[BEGIN Input data]

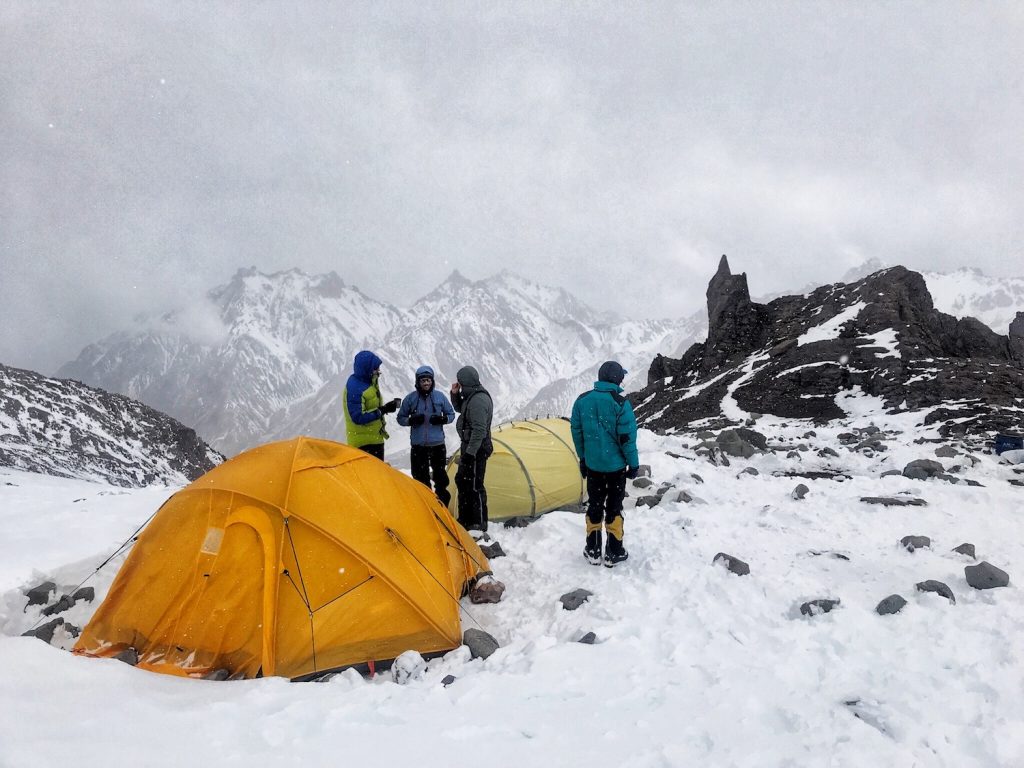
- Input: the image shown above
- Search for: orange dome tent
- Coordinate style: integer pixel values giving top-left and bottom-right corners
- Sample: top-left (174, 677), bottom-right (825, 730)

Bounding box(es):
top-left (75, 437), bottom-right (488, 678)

[END Input data]
[BEGIN Input data]

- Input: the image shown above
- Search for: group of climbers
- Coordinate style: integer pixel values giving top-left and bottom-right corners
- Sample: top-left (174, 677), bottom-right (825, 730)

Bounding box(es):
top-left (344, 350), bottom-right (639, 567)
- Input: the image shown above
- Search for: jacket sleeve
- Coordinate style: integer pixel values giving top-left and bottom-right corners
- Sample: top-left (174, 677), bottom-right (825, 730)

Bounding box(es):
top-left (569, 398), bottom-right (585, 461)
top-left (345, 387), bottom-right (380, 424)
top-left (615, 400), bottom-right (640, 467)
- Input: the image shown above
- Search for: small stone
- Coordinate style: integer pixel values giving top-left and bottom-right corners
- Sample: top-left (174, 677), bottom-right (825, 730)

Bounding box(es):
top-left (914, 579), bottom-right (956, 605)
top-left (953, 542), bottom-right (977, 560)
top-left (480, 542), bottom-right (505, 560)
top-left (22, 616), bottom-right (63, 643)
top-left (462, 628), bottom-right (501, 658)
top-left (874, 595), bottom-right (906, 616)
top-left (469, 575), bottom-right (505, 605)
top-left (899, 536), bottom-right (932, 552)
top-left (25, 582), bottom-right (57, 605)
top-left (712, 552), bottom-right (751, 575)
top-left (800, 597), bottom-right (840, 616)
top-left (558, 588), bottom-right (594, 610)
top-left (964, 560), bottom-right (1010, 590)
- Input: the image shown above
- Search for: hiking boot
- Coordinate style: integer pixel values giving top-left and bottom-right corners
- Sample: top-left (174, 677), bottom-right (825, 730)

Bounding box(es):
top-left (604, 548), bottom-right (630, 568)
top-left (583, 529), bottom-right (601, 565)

[END Input data]
[BEGIN Input data]

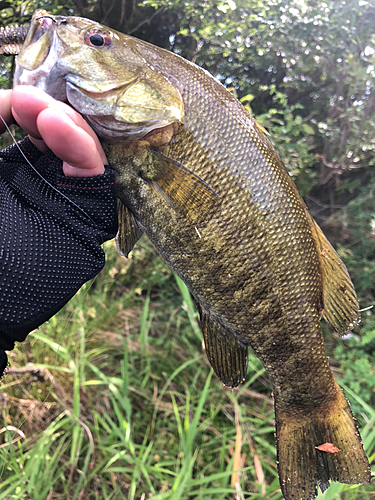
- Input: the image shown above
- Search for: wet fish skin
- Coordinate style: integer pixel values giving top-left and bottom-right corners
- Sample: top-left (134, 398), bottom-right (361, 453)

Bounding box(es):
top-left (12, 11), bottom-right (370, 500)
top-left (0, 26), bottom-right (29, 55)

[END Input data]

--- Stated task ---
Identify each line in the listing above that contains the string "Search" and copy those lines out. Letter case counts when matching.

--- Full output ---
- Search for: orange dome tent
- Search for: group of climbers
- Search for: jacket sleeve
- Search for: small stone
- Search for: hiking boot
- Search for: wet fish skin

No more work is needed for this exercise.